Problem 1: In the repeat litters thread, what is one of Berlin's brothers going to be?
Problem 2: Please print everything in the repeat litters thread from "Berlin is from" down to "mix very well?".

Top of Given text

# Repeat litters



## mycobraracr (Dec 4, 2011)

I know this was discussed at some point but I couldn't find it and now I'm tired of searching. 


I have mixed emotions on repeat breedings. I have one well known breeder that does it and says you need to for some consistency in the breeding program and another that NEVER does it. If you're breeding to "better the breed" then in theory you should never do a repeat right? You already know what that pairing is going to produce so why do it again? That being said, if you never do repeat litters how can you have consistency in your line? I know pairing similar pedigrees and such but the dogs are still different. It really seems consistency is important in a breeding program. I know when looking at pedigrees even if I don't know the dog I have a general idea of what a dog is like by the kennel it came from. I hope this is making sense, it has been a looong day and I'm exhausted.


----------



## mego (Jan 27, 2013)

mycobraracr said:


> I know this was discussed at some point but I couldn't find it and now I'm tired of searching.
> 
> 
> I have mixed emotions on repeat breedings. I have one well known breeder that does it and says you need to for some consistency in the breeding program and another that NEVER does it. *If you're breeding to "better the breed" then in theory you should never do a repeat right? You already know what that pairing is going to produce so why do it again? *That being said, if you never do repeat litters how can you have consistency in your line? I know pairing similar pedigrees and such but the dogs are still different. It really seems consistency is important in a breeding program. I know when looking at pedigrees even if I don't know the dog I have a general idea of what a dog is like by the kennel it came from. I hope this is making sense, it has been a looong day and I'm exhausted.


But what if what they bred last time was doing outstanding, and all of the pups were excelling in what they were doing? I guess the way I see it is if you know that they produce, and what they produce is very good, I wouldn't mind a repeat breeding at all because you KNOW you are producing something fine.

Just my opinion  I think repeat breeding of a very good pair is more bettering of the breed than a few separate breedings where maybe one of the litters was only 'okay' or 'average'


----------



## gsdsar (May 21, 2002)

If you are happy with what you got from a breeding, then I see no problem with repeating it. If you are breeding to better the breed, then it may take a few years for a bitch you hold back to breed to be ready to breed. THAT bitch can then move the line forward. No point in experimenting with lots of different pairings if you find one that works well. 

As long as the program is trying to move forward. 


Sent from Petguide.com Free App


----------



## Liesje (Mar 4, 2007)

I don't mind it. I bought a dog from a repeat in part because I like what I saw from the previous litter. I don't really care for it if someone is just doing it out of convenience though but I'm not the breeding police. If people buy the puppies I guess they're doing something right!


----------



## Anubis_Star (Jul 25, 2012)

Berlin is from a repeat breeding. His older siblings are about 18 months old now. Berlin so far has been an amazing little pup and everyone at my schutzhund club thinks he is going to be a great dog. a brother is going to be a therapy dog for autistic children, another sister is working on schutzhund as well. The breeding is going to be repeated next year as well and someone looking for a SARs partner has shown interest.

If you produce very good dogs from a pairing, why NOT repeat it? What exactly is "bettering" the breed? If I have an amazing dog and I knew his siblings were sound and solid dogs, why wouldn't I just want another dog from parents that obviously mix very well?

Bottom of Given text
Top of Record excerpts

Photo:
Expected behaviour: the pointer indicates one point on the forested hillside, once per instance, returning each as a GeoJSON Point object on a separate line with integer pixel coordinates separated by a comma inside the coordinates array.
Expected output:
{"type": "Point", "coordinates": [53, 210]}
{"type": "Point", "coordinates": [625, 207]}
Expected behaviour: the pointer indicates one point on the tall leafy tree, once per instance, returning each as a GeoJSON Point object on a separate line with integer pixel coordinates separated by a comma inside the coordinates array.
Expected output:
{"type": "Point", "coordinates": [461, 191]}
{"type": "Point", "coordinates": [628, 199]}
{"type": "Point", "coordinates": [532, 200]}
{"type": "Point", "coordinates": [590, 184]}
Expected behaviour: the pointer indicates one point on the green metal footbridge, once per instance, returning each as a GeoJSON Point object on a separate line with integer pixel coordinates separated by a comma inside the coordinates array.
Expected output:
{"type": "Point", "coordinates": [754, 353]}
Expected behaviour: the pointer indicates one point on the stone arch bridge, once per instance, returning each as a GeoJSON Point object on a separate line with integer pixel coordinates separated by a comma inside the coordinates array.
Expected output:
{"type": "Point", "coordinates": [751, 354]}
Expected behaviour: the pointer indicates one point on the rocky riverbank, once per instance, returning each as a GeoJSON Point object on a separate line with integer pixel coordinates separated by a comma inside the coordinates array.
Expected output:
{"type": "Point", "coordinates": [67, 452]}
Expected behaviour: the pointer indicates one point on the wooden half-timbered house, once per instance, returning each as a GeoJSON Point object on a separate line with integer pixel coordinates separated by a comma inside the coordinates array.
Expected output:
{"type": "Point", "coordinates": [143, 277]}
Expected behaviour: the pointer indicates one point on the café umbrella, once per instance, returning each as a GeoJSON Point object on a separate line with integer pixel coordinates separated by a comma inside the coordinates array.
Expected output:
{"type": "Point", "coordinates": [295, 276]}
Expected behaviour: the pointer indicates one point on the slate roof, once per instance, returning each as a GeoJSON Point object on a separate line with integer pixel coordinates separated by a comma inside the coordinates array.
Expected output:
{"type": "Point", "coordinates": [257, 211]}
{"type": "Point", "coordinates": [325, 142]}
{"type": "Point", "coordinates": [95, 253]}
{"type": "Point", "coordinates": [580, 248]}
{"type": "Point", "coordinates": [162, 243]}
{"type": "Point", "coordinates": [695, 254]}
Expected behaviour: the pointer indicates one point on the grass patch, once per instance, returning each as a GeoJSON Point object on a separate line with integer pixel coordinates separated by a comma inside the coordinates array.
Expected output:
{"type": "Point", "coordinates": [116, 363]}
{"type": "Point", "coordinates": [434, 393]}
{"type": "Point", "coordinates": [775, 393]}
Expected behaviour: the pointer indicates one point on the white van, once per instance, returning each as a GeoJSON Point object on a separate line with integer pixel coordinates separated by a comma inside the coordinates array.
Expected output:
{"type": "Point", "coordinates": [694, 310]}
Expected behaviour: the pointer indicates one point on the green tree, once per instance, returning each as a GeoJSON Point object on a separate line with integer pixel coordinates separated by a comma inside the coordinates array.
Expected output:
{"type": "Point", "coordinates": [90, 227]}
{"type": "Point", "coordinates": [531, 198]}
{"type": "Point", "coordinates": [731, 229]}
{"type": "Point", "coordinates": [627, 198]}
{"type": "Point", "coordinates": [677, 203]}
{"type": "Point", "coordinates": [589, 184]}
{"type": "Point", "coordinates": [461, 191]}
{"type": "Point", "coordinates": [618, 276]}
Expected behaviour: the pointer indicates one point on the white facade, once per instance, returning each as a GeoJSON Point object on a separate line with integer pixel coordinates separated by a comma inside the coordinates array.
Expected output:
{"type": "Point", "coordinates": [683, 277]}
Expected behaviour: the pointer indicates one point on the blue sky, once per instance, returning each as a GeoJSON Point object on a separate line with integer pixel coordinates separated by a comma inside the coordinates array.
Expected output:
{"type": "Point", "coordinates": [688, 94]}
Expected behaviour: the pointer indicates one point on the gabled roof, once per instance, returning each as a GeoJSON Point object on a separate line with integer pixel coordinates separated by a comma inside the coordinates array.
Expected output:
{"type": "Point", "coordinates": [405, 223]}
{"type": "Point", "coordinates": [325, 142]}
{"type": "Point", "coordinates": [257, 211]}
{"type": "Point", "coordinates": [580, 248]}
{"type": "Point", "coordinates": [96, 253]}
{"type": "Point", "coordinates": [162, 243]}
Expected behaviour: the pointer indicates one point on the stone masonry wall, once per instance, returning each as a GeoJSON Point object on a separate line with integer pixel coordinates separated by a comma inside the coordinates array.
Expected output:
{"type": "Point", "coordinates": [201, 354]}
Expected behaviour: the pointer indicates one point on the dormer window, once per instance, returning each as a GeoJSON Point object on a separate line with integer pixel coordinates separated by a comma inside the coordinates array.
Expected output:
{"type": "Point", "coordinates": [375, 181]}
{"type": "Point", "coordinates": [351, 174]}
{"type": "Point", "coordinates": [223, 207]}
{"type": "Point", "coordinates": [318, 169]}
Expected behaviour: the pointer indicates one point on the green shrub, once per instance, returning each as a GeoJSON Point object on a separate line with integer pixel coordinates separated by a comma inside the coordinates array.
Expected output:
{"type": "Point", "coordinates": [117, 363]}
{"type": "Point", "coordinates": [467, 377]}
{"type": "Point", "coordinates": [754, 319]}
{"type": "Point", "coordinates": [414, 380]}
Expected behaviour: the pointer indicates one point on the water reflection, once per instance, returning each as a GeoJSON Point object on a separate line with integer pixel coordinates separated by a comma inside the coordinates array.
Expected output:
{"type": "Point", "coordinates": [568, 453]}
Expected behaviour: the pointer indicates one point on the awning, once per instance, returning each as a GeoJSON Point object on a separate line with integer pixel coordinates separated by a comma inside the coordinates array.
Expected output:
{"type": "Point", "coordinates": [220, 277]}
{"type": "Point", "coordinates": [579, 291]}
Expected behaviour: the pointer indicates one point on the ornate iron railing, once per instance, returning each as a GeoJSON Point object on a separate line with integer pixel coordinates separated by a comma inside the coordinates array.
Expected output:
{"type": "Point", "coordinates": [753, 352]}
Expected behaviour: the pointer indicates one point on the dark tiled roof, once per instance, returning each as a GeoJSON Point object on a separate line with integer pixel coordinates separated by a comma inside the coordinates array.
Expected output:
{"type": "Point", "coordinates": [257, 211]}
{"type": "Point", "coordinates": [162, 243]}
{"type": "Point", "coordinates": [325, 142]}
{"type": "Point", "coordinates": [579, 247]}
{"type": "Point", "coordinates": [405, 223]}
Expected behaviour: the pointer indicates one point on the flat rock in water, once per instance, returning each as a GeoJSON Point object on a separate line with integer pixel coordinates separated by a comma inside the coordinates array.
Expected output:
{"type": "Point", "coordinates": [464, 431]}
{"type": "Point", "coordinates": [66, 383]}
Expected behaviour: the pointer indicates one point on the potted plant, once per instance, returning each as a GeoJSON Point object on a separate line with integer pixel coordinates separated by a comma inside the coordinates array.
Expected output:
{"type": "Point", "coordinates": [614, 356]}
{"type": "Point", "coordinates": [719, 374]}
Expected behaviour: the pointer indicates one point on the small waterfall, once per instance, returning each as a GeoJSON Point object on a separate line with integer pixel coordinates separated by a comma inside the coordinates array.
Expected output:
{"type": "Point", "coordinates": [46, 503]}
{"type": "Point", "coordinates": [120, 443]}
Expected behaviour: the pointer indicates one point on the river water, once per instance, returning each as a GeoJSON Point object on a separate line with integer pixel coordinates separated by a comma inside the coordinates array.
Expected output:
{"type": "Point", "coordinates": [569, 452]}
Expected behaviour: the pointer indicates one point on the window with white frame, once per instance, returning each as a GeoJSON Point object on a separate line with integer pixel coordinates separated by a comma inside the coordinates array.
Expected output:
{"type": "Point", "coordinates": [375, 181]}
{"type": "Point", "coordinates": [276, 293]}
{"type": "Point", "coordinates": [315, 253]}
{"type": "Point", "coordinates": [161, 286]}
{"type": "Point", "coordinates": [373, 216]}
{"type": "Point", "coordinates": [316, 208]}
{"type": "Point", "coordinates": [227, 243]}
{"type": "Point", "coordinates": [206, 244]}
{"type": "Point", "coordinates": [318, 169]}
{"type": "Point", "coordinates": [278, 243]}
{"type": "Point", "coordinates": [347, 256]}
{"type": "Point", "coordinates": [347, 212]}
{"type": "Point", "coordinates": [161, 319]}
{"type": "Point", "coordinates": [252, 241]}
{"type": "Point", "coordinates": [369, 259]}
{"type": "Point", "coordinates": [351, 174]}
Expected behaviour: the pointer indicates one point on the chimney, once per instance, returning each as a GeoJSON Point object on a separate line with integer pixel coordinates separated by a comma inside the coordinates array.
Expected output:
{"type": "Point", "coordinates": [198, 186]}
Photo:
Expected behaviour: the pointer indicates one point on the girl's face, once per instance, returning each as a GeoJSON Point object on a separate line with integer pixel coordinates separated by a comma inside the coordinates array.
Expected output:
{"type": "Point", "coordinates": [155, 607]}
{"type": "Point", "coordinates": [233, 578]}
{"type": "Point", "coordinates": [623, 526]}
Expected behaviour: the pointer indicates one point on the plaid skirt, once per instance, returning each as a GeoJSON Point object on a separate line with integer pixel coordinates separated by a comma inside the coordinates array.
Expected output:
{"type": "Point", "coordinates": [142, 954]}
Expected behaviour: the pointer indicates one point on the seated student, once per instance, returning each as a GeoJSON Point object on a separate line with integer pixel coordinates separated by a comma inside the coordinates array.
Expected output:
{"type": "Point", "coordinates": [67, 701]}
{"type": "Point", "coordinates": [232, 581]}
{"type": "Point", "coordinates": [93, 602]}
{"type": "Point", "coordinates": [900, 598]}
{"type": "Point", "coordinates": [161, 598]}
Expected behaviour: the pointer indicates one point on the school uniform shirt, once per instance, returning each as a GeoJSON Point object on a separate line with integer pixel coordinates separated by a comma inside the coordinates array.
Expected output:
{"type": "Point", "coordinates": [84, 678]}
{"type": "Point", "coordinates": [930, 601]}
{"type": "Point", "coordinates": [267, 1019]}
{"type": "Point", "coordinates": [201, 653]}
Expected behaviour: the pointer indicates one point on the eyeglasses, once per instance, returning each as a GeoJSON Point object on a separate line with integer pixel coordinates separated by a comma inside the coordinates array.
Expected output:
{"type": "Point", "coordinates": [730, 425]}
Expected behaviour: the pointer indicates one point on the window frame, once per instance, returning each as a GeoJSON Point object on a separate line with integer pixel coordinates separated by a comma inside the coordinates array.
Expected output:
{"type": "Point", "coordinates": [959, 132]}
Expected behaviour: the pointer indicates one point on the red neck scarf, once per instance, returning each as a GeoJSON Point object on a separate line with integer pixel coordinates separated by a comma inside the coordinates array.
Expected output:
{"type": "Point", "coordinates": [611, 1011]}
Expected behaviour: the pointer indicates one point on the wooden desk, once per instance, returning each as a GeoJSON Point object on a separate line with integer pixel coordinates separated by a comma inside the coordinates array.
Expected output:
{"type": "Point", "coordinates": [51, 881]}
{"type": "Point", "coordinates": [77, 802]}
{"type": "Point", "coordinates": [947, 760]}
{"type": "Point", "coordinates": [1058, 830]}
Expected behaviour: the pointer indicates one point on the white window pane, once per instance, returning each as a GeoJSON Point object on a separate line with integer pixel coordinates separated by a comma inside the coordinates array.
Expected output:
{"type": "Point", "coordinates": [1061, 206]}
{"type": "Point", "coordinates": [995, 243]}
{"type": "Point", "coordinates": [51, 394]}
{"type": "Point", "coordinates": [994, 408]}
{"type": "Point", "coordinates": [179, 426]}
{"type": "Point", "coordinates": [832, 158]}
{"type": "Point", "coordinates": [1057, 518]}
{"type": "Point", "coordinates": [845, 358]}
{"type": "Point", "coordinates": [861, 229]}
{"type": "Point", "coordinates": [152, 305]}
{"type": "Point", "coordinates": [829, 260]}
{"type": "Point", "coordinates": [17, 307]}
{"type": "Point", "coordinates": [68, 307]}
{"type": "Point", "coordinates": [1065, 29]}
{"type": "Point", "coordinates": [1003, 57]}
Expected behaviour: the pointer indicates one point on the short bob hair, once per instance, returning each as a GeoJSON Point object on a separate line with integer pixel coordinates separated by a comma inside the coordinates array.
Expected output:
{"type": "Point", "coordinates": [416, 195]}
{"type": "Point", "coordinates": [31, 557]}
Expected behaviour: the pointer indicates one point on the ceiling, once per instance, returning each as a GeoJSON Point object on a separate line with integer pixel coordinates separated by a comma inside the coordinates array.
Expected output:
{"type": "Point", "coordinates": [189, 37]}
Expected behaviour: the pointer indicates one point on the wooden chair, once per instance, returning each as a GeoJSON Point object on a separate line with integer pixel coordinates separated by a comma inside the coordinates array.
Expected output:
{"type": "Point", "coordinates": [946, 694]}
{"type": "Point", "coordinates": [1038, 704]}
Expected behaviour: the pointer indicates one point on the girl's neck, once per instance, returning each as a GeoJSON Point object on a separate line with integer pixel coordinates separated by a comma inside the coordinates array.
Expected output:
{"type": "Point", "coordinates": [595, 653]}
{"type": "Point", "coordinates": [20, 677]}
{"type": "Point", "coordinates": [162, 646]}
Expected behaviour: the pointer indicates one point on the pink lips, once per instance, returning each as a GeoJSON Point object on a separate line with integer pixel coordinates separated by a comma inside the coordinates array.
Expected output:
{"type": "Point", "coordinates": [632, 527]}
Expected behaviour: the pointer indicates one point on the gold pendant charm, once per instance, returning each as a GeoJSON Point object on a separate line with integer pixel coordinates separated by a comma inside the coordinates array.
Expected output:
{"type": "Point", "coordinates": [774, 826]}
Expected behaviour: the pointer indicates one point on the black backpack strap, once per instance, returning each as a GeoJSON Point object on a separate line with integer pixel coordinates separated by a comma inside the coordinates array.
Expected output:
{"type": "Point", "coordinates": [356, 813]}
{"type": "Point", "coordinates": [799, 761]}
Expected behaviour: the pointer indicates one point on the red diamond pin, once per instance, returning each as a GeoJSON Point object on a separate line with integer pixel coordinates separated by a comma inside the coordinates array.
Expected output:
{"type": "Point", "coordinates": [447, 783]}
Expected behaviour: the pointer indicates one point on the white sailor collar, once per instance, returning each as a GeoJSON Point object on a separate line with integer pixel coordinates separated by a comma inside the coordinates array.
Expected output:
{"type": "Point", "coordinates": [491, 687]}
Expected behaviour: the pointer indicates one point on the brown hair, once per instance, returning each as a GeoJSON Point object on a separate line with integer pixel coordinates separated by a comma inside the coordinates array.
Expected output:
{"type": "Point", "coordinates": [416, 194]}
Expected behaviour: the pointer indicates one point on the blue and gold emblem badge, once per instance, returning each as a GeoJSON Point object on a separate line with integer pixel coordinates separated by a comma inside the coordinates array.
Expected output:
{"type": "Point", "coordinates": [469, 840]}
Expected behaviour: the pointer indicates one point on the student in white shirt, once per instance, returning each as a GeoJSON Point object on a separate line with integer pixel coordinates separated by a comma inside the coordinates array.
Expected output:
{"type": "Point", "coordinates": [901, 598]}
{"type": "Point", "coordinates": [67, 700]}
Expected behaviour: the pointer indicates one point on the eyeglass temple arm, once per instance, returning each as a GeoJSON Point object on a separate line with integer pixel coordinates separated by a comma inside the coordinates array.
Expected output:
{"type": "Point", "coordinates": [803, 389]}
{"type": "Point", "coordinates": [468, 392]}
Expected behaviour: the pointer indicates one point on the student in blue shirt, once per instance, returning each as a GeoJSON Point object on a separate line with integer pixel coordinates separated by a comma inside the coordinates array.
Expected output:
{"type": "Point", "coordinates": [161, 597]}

Bottom of Record excerpts

Task response 1: A therapy dog for autistic children.

Task response 2:
Berlin is from a repeat breeding. His older siblings are about 18 months old now. Berlin so far has been an amazing little pup and everyone at my schutzhund club thinks he is going to be a great dog. a brother is going to be a therapy dog for autistic children, another sister is working on schutzhund as well. The breeding is going to be repeated next year as well and someone looking for a SARs partner has shown interest.

If you produce very good dogs from a pairing, why NOT repeat it? What exactly is "bettering" the breed? If I have an amazing dog and I knew his siblings were sound and solid dogs, why wouldn't I just want another dog from parents that obviously mix very well?